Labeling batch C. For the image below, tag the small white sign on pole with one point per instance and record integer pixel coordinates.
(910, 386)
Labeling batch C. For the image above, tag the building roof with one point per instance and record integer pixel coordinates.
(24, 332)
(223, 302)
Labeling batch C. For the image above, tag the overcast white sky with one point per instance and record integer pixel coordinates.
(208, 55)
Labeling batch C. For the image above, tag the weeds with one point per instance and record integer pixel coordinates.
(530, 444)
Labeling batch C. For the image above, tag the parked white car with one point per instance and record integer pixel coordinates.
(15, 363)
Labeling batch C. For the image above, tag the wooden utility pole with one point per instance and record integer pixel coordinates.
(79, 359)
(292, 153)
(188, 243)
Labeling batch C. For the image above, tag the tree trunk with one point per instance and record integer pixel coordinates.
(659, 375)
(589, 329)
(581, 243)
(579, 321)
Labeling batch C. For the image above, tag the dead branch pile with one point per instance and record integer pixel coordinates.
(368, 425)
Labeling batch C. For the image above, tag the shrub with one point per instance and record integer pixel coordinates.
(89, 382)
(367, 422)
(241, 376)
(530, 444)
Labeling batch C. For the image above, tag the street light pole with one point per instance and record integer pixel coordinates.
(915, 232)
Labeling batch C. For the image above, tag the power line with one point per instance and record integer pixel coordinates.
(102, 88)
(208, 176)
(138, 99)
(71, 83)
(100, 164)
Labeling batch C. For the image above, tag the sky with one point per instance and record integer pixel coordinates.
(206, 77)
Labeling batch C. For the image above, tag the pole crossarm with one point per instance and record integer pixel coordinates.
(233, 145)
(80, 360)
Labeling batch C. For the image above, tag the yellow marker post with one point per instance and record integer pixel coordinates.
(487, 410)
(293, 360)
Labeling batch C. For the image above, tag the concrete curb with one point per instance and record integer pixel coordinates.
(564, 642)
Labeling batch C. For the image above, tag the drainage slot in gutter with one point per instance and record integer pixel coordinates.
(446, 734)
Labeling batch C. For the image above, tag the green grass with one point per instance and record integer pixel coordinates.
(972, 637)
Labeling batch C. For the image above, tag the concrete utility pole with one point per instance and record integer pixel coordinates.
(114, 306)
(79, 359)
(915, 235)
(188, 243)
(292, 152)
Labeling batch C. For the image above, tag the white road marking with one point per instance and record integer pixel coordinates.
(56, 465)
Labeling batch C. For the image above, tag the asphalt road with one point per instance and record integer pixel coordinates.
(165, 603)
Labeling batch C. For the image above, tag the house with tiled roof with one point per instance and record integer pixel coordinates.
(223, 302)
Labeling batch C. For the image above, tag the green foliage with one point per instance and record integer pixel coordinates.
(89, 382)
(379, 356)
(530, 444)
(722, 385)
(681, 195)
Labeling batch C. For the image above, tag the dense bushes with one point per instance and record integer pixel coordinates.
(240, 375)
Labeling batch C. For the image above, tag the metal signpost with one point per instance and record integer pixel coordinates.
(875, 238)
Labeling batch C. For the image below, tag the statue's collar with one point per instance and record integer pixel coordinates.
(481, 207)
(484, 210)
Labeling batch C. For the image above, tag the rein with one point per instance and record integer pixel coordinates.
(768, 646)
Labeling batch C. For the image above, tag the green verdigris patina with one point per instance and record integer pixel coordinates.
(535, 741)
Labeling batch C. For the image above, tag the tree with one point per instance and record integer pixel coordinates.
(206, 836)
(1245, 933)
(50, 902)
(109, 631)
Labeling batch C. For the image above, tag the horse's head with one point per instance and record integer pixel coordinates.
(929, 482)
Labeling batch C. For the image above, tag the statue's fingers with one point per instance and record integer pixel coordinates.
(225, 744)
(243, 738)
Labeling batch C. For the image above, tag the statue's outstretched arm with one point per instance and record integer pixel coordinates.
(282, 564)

- - - - - - -

### WHAT YOU ARE ASKED TO DO:
Copy all of the records above word for word, keeping every line unchanged.

### OUTPUT:
Labeling batch C. For the image below, tag the small white sign on pole with one point per instance and record integer pixel coordinates.
(910, 386)
Labeling batch C. For the image above, tag the building roof with one point per instance and record integer pixel coordinates.
(24, 332)
(223, 302)
Labeling batch C. For the image above, tag the overcast white sky with one point per instance and record integer pixel coordinates.
(208, 55)
Labeling batch C. For the image above, tag the weeds with one point per instance and record integer pixel coordinates.
(530, 444)
Labeling batch C. For the image above, tag the parked white car with one point per instance and record integer pixel coordinates.
(15, 363)
Labeling batch C. For the image above, tag the wooden utility pole with one point per instance and record integer pixel coordinates.
(79, 359)
(292, 153)
(188, 243)
Labeling batch C. For the image above, tag the tree trunk with one point per instance and record integer pixel coordinates.
(659, 375)
(589, 329)
(581, 243)
(579, 321)
Labeling batch C. For the image above, tag the dead branch pile with one point per instance and record integer pixel coordinates.
(368, 425)
Labeling batch C. For the image above, tag the shrub with one point per instance and record integer pixel coordinates.
(89, 382)
(367, 422)
(241, 376)
(530, 444)
Labeling batch C. For the image above, tag the street light pole with one point per instance and record integer pixel coordinates.
(915, 232)
Labeling batch C. For the image above, tag the power line with one point per instance and record integer pixel coordinates.
(102, 88)
(208, 176)
(138, 99)
(71, 83)
(100, 164)
Labeling batch C. For the image above, tag the sky with one point per instance and record integer pixel coordinates.
(206, 77)
Labeling batch C. For the image above, tag the pole crossarm with one point per instance and record integer pixel coordinates.
(233, 145)
(80, 360)
Labeling batch C. For the image above, tag the yellow marker post with one point per instance and record integer pixel coordinates.
(487, 410)
(293, 360)
Labeling batch C. For the image above, tag the concrete curb with one point per instance and record integer pixel coordinates.
(564, 642)
Labeling batch C. For the image above, tag the drainage slot in gutter with one point per instance and record integer pixel coordinates.
(446, 734)
Labeling batch C. For the image above, tag the green grass with one point per instance and record integer pixel coordinates.
(972, 637)
Labeling batch C. For the image above, tag the concrete utility pole with one point per instance and record integer pixel coordinates.
(114, 306)
(79, 359)
(915, 235)
(188, 243)
(292, 152)
Labeling batch C. For the image above, tag the white road marking with one point per instance and record integer pixel coordinates.
(56, 465)
Labeling batch C. For the image above, tag the asphalt road with one point per instance and record integer pixel coordinates.
(165, 603)
Labeling batch C. For the image above, tag the house with tiled roof with one point per instance and record integer pixel coordinates.
(223, 302)
Labeling batch C. For the image above, tag the green foliage with one point per instance and record integer pixel coordinates.
(89, 382)
(379, 356)
(530, 444)
(722, 385)
(681, 195)
Labeling batch C. For the image above, tag the dense bushes with one point per instance and record integer pixel coordinates.
(240, 375)
Labeling batch C. For the image above, tag the metal signpost with one point per instance and record integer pixel coordinates.
(875, 238)
Labeling batch C. For the image below, tag the statue's collar with one point per instance and record integer pixel coordinates.
(481, 207)
(484, 210)
Labeling batch C. For the image above, tag the rein with one point per instance and record integer pixel coordinates.
(768, 646)
Labeling batch C. For the image above, tag the green verdigris patina with one point per instance and record integer pixel coordinates.
(535, 741)
Labeling batch C. For the image above, tag the tree with one point per instance and record integer pixel coordinates.
(206, 836)
(1245, 933)
(50, 902)
(109, 631)
Labeling batch C. For the image above, tag the horse's head with one point per instance and record integer pixel coordinates.
(929, 482)
Labeling batch C. For the image above, tag the statue's fingers with one point per instance and record integer pixel coordinates.
(225, 744)
(243, 738)
Labeling batch C. For the image above, tag the statue's outstretched arm with one point per instance and record integer pixel coordinates.
(282, 564)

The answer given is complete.